___ INFORMATION SUPPLIED

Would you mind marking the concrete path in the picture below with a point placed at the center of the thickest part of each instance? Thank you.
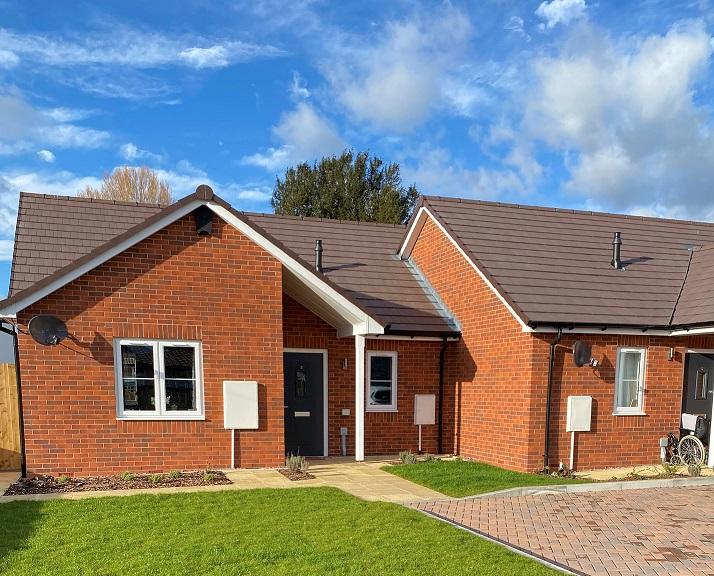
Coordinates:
(362, 479)
(613, 533)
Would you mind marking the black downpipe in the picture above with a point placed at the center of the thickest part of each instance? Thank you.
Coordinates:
(16, 350)
(551, 363)
(440, 432)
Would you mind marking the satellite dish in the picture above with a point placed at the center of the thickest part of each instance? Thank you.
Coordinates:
(47, 330)
(582, 353)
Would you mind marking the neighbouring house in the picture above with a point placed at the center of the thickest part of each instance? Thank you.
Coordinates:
(475, 303)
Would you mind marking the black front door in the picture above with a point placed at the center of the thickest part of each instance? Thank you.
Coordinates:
(304, 408)
(699, 384)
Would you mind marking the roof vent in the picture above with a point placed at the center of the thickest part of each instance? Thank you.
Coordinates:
(203, 216)
(616, 246)
(318, 255)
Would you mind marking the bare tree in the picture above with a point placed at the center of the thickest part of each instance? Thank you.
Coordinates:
(131, 184)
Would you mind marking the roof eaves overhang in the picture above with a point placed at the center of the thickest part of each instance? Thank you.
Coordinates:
(356, 319)
(410, 238)
(625, 330)
(21, 300)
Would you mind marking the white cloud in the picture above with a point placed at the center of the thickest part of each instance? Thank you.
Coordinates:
(133, 48)
(438, 173)
(560, 12)
(131, 152)
(183, 180)
(393, 79)
(304, 136)
(21, 125)
(298, 90)
(625, 117)
(8, 59)
(46, 156)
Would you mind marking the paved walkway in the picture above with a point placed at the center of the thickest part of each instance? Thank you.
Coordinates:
(365, 480)
(617, 533)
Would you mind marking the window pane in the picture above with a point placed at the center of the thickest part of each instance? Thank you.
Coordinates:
(180, 373)
(139, 394)
(380, 393)
(700, 391)
(628, 386)
(137, 361)
(627, 394)
(630, 365)
(137, 364)
(180, 395)
(380, 368)
(179, 362)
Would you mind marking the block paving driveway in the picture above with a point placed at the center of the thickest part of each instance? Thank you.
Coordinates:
(614, 533)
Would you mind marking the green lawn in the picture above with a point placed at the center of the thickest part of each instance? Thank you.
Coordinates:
(298, 532)
(465, 478)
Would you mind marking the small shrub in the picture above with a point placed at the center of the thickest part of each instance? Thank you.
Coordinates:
(407, 457)
(670, 468)
(296, 463)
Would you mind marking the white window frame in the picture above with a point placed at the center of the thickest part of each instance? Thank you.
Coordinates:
(382, 407)
(159, 381)
(626, 410)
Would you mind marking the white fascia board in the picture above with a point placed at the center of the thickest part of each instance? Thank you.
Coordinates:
(12, 309)
(693, 331)
(411, 239)
(596, 330)
(361, 322)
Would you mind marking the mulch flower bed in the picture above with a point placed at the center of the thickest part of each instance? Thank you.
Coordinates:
(295, 475)
(126, 481)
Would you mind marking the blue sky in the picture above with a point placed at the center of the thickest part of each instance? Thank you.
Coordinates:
(601, 105)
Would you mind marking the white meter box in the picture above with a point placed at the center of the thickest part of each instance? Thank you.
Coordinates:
(579, 413)
(240, 404)
(424, 409)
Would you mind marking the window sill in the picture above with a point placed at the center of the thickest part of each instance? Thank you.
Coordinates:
(163, 418)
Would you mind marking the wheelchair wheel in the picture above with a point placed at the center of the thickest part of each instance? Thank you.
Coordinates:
(691, 451)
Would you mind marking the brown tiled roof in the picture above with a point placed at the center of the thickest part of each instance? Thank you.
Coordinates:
(53, 232)
(553, 265)
(361, 258)
(696, 303)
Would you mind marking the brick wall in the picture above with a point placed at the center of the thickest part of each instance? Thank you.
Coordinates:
(619, 440)
(222, 290)
(491, 398)
(498, 378)
(418, 373)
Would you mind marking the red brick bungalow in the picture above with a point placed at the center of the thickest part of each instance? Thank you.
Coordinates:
(475, 303)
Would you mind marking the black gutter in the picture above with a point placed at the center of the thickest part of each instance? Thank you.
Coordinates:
(440, 432)
(13, 333)
(551, 362)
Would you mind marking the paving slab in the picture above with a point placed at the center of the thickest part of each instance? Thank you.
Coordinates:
(623, 533)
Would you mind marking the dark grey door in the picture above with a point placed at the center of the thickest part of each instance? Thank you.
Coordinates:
(699, 384)
(304, 408)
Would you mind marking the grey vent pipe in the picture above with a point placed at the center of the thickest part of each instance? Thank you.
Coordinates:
(318, 255)
(616, 246)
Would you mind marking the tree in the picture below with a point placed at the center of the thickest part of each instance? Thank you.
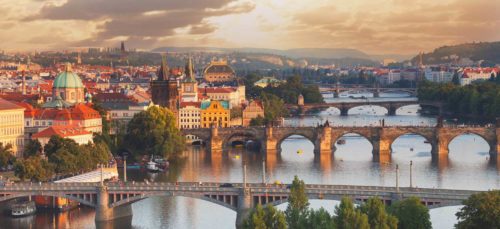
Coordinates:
(268, 217)
(56, 142)
(32, 148)
(411, 214)
(6, 155)
(319, 219)
(456, 79)
(259, 121)
(480, 210)
(34, 168)
(154, 131)
(296, 211)
(377, 216)
(347, 217)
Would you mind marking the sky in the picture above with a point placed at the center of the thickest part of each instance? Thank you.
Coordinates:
(372, 26)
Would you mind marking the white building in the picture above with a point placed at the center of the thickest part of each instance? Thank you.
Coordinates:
(438, 74)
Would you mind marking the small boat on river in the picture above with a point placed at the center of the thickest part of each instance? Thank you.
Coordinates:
(23, 209)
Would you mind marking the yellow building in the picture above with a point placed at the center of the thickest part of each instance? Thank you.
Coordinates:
(216, 113)
(12, 126)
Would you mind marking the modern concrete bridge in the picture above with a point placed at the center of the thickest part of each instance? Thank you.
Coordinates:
(344, 106)
(113, 200)
(324, 137)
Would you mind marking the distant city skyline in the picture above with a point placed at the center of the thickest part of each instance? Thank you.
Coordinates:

______

◆ DO THIS
Repeat the material above in full and exactly, omitting the pictures.

◆ SOLVED PROBLEM
Would you mind marking the concrete path in the picture below with a point placed at the center of the thickest part of each instance? Thank you.
Coordinates:
(362, 479)
(613, 533)
Would you mind marking the black downpipe in the picture above with a point placed at the center of the thickest part of each instance? Thank you.
Coordinates:
(16, 350)
(551, 363)
(440, 432)
Would you mind marking the satellite dish in the picture above with a point placed at the center of the thickest part of each instance? Thank you.
Coordinates:
(47, 330)
(582, 353)
Would you mind marking the neighbouring house in the picture above with a point placed at the center of the thickest part of each instance? Thank you.
Coordinates:
(475, 303)
Would you mind marking the black front door in the picture above with a point placed at the center of the thickest part of each instance? Thank you.
Coordinates:
(304, 408)
(699, 384)
Would you mind marking the roof vent in the picture above with a point placed at the center of the thickest part of each instance? Thank you.
Coordinates:
(203, 216)
(616, 246)
(318, 255)
Would you mind marking the bare tree in the picture above with a point placed at the center of the thickest part of each instance? Thank you.
Coordinates:
(131, 184)
Would you mind marking the roof eaves overhang in the picture above with a point placed at the center of the thickest part of each instance? Thank you.
Coordinates:
(356, 319)
(410, 238)
(625, 330)
(21, 300)
Would you mind marking the white cloud in the picture above with a point placed at the center of the thickest part of each instance? Thank you.
Coordinates:
(133, 48)
(438, 173)
(560, 12)
(131, 152)
(183, 180)
(393, 79)
(304, 136)
(21, 125)
(298, 90)
(625, 117)
(8, 59)
(46, 156)
Would you mind marking the paved walkway in the picture above with a point placed at the center of the thickest part of each instance? Thank you.
Coordinates:
(365, 480)
(617, 533)
Would you mind marking the window pane in the picture above with a point placed at the center of the thickest part of each instance? Thank you.
Coordinates:
(180, 373)
(139, 394)
(380, 393)
(700, 391)
(628, 386)
(137, 361)
(627, 394)
(630, 365)
(137, 364)
(180, 395)
(380, 368)
(179, 362)
Would you mind marking the block paving driveway in the picture above with a point placed at the center of the thickest part of each instance? Thank you.
Coordinates:
(614, 533)
Would you mind marking the green lawn in the picture above with a point placed at the center of the thickest part of each instance? Thank you.
Coordinates:
(298, 532)
(465, 478)
Would you mind marking the small shrub in the picture above with a point placed at the center of the thickest part of each instance? Thank you.
Coordinates:
(407, 457)
(670, 468)
(296, 463)
Would you mind marking the white window frame in the picture above with a point placed at the center of the thickest part of each instance? Thank you.
Coordinates:
(382, 407)
(159, 381)
(626, 410)
Would you mind marking the white fascia board in the picture above with a point placed at the center of the thickest part of each instance? Thank you.
Coordinates:
(12, 309)
(693, 331)
(411, 239)
(596, 330)
(361, 322)
Would you mind marking the mulch flower bed in the picture above with a point placed at the center of the thickest part of each instance? Thank you.
Coordinates:
(295, 475)
(126, 481)
Would you mind marking the blue sky in the picture above with a point placed at the center of the thickest part of each instance? Thank you.
Coordinates:
(601, 105)
Would you mind marking the white meter box in the picture above with a point placed at the center of the thickest part of each instance? Thank you.
Coordinates:
(579, 413)
(240, 404)
(424, 409)
Would you mind marking the window sill in the picture above with a point placed at the center of the thickest part of each instance? Thank you.
Coordinates:
(163, 418)
Would you mind marking the wheelchair wheel in the picture above with a point placed at the center of the thickest part of each instance? Thank you.
Coordinates:
(691, 451)
Would you mind marking the brown tiled roof in the picture above with a point placed at the center of the thickest part of each instance? Thank you.
Coordinates:
(53, 232)
(553, 265)
(361, 258)
(696, 303)
Would you mind marking the brick wall in the picture above with a point placed at the center of the thickest part of each instance? Thank you.
Coordinates:
(619, 440)
(222, 290)
(491, 398)
(498, 378)
(418, 373)
Would you mind marking the red brick bungalow in the picture above with a point placed at the center of the thickest part of each instance? Thank you.
Coordinates:
(475, 303)
Would you mind marking the black gutter in the picture above with a point placed at the center of the thickest part of each instance? Thank you.
Coordinates:
(440, 432)
(13, 333)
(551, 362)
Would you mind marking the paving slab in the picture above with a point placed at the center of the thickest part of each instance? Thank you.
Coordinates:
(623, 533)
Would you mind marking the dark grey door in the picture above with a point placed at the center of the thickest part of each instance? Thank you.
Coordinates:
(699, 384)
(304, 408)
Would you mind marking the grey vent pipe in the picture above with a point placed at the center of the thickest part of each instance? Thank you.
Coordinates:
(318, 255)
(616, 246)
Would you mind marking the tree in the picture below with a point placed at the center of the thickest part of each instance? Thank you.
Coordinates:
(268, 217)
(56, 142)
(32, 148)
(411, 214)
(6, 155)
(319, 219)
(456, 79)
(259, 121)
(480, 210)
(34, 168)
(154, 131)
(296, 211)
(377, 216)
(347, 217)
Would you mind marking the sky in the picture above with a point placed at the center of the thickest part of each instance? Thank you.
Coordinates:
(372, 26)
Would you mind marking the white building in the picture above with a point placed at the center of the thickest part of each instance? Thank you.
Coordinates:
(438, 74)
Would you mind marking the small boat on river in the picture above with a point placed at the center of the thickest part of each instance? Thank you.
Coordinates:
(23, 209)
Would you mind marking the yellow building in the picture above with a point placed at the center of the thickest part of each instance? Thank you.
Coordinates:
(216, 113)
(12, 126)
Would you mind marking the modern concrete bridge in the picture above with a point placed at the center of the thickest part of each instance? Thank you.
Coordinates:
(344, 106)
(113, 200)
(324, 137)
Would you mind marking the distant city skyline in the picture above with a point placed at the center of the thickest part of each instance? Thank you.
Coordinates:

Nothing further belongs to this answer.